» ЗАДАНИЕ 1:
Ответьте на вопросы по фрагменту о символическом восприятии пространства:
(a) Какие компоненты сознания субъекта восприятия перечислены во фрагменте?
(b) На чьи работы опирались Т.М. Буякас и О.Г. Зевина?
(c) Чья концепция поэтапного формирования умственных действий упоминается во фрагменте и какой год при ней указан?

» ИСХОДНЫЙ ФРАГМЕНТ:
□ □ □

В результате весь процесс символического бытия ограничивается бессознательным уровнем, что, по мнению Юнга, отдает современного человека “во власть психической преисподней”.

На непосредственно-чувственном уровне восприятия пространственная среда влияет на структуру компонентов сознания субъекта восприятия (перцепции, мышления, эмоций, памяти, воли), выполняя тем самым некую информационно-ценностную и побудительно-управляющую роль.

Многие исследователи указывают на возможность преобразования общечеловеческих ценностей в личностные, используя категорию переживания, что позволяет “пользоваться всяким человеческим опытом так, чтобы его смысл перетекал в нас, чтобы тем самым мы длили человечество”.

Т.М. Буякас и О.Г. Зевина (1997), основываясь на работах К. Дюркхайма и его коллег по “Школе экзистенциально-инициальной терапии”, исследовали возможность присвоения символа в результате интенсивного и устойчивого сосредоточения на нем (путем выполнения определенных двигательных, тактильных, графических и др. действий с символом).

Можно предположить, что речь идет не просто об устойчивом сосредоточении на символе, но и о включении дополнительного психологического действия, в соответствии с концепцией П.Я. Гальперина (1957) о поэтапном формировании умственных действий в ходе интериоризации и свертывания внешне-предметных действий во внутренние, ментальные действия.

При этом ориентировочная основа символической деятельности индивида характеризуется:

  • существенной неполнотой, так как архитектурное пространство выступает в символическом плане как структура, “заряженная бесконечным рядом проявлений” (А.Ф. Лосев);
  • высокой мерой обобщенности, но не абстрактной, а возвращающей нас к обобщаемым пространственным структурам, вносящей в них смысловую закономерность;
  • поливариантностью извлекаемых символических значений.

□ □ □

» ПРЕДОСТАВЛЕННЫЕ МАТЕРИАЛЫ:

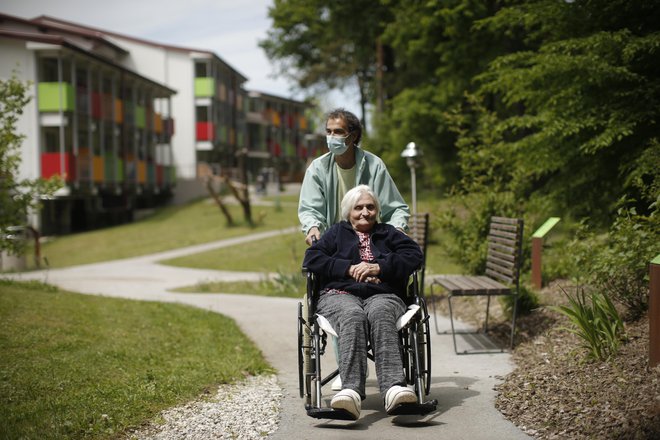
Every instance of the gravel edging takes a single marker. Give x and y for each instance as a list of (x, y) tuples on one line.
[(249, 409)]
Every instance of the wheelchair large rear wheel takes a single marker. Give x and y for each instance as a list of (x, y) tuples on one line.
[(418, 336)]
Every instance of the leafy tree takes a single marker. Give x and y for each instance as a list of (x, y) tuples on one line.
[(576, 115), (17, 196), (325, 45)]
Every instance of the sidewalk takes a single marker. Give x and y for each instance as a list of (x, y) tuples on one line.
[(463, 385)]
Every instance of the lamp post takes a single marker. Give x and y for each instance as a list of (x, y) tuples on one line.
[(411, 152)]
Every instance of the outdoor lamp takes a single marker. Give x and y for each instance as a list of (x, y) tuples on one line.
[(411, 153)]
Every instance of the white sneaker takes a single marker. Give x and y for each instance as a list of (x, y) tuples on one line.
[(348, 400), (336, 384), (397, 395)]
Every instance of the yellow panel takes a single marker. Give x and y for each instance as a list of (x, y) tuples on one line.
[(142, 171), (98, 169)]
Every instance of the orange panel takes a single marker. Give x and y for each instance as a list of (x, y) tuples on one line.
[(98, 169), (142, 171)]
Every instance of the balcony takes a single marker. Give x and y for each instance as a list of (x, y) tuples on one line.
[(205, 131), (54, 97), (119, 111), (58, 164)]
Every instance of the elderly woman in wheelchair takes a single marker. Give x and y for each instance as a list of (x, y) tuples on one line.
[(362, 269)]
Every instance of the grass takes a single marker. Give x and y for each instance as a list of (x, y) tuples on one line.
[(282, 285), (169, 228), (77, 366)]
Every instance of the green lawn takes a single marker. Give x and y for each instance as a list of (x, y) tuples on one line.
[(170, 228), (78, 366)]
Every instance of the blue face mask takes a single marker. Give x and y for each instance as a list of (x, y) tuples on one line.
[(337, 145)]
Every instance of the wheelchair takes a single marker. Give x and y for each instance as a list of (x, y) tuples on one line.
[(313, 330)]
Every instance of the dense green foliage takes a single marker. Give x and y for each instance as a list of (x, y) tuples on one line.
[(17, 196), (526, 108), (79, 366)]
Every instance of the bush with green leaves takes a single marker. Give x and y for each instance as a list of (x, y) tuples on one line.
[(595, 320), (617, 263), (17, 196), (467, 221)]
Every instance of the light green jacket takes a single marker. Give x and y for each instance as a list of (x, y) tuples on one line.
[(318, 196)]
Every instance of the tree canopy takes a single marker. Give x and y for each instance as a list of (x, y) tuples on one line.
[(17, 196)]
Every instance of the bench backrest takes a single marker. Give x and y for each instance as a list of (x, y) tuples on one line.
[(418, 230), (504, 249)]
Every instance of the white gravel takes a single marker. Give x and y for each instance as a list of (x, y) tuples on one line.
[(246, 410)]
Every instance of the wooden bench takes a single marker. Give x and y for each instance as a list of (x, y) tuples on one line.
[(502, 272), (418, 230)]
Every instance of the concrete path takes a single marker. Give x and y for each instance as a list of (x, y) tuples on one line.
[(463, 385)]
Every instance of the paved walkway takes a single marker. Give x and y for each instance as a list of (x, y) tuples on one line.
[(463, 385)]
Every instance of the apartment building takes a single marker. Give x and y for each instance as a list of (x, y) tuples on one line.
[(105, 129), (103, 116)]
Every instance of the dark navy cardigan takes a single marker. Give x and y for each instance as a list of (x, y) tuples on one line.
[(397, 255)]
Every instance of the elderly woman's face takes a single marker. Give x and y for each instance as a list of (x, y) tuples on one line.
[(364, 213)]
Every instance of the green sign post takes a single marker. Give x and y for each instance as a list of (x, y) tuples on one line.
[(654, 312), (537, 249)]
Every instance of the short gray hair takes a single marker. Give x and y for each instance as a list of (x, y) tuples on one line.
[(352, 197)]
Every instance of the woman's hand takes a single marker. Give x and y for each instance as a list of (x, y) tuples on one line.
[(363, 271)]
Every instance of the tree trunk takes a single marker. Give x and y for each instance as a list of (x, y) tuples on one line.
[(218, 201)]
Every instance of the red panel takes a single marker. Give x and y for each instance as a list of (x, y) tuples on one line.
[(159, 175), (205, 131), (51, 166)]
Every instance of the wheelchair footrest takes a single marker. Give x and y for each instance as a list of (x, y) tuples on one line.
[(421, 409), (330, 413)]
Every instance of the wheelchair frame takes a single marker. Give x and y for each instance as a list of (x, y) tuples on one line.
[(415, 345)]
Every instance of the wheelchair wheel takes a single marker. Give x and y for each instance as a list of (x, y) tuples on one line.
[(301, 350), (424, 347)]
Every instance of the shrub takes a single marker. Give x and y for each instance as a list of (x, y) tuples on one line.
[(467, 222), (596, 321)]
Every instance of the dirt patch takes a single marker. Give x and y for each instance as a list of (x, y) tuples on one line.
[(555, 393)]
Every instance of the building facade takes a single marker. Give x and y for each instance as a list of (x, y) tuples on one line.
[(103, 117), (106, 130)]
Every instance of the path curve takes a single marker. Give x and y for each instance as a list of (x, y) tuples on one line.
[(463, 385)]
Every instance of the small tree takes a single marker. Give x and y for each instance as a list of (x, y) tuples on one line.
[(17, 196)]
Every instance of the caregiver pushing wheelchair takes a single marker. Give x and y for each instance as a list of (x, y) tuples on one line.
[(363, 288)]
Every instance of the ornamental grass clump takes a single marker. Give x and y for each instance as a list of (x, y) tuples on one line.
[(596, 321)]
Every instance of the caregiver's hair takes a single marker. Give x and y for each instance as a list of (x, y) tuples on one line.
[(351, 198)]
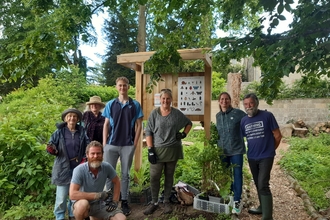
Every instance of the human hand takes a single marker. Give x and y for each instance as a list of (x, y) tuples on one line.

□ □ □

» ЗАДАНИЕ 2: Выпишите из записей без изменений строки, начиная со строки, где есть «Every instance of the red», и заканчивая строкой, где есть «[(363, 288)]». Обе эти строки тоже нужно включить.

» ПОЛНЫЙ ОТВЕТ 1:
(a) Перцепция, мышление, эмоции, память и воля.
(b) На работы К. Дюркхайма и его коллег по «Школе экзистенциально-инициальной терапии».
(c) Концепция П.Я. Гальперина, указан 1957 год.

» ПОЛНЫЙ ОТВЕТ 2:
Every instance of the red panel takes a single marker. Give x and y for each instance as a list of (x, y) tuples on one line.
[(159, 175), (205, 131), (51, 166)]
Every instance of the wheelchair footrest takes a single marker. Give x and y for each instance as a list of (x, y) tuples on one line.
[(421, 409), (330, 413)]
Every instance of the wheelchair frame takes a single marker. Give x and y for each instance as a list of (x, y) tuples on one line.
[(415, 345)]
Every instance of the wheelchair wheel takes a single marker. Give x and y for each instance as a list of (x, y) tuples on one line.
[(301, 350), (424, 347)]
Every instance of the shrub takes a single marker. Give x and y for each instance as a list of (x, y) tuples on one line.
[(467, 222), (596, 321)]
Every instance of the dirt patch takes a single marker. Give x and y for each instance as a list of (x, y) tuples on one line.
[(555, 393)]
Every instance of the building facade takes a single marker. Give x and y for each instance as a list of (x, y) tuples on one line.
[(103, 117), (106, 130)]
Every instance of the path curve takes a single marker. Give x and y for each instance as a list of (x, y) tuples on one line.
[(463, 385)]
Every instance of the small tree takes a single marker. Give x and y for each instance as a list of (x, y) tuples on one line.
[(17, 196)]
Every instance of the caregiver pushing wheelchair takes a single marker. Give x and y for each instance as a list of (x, y) tuples on one line.
[(363, 288)]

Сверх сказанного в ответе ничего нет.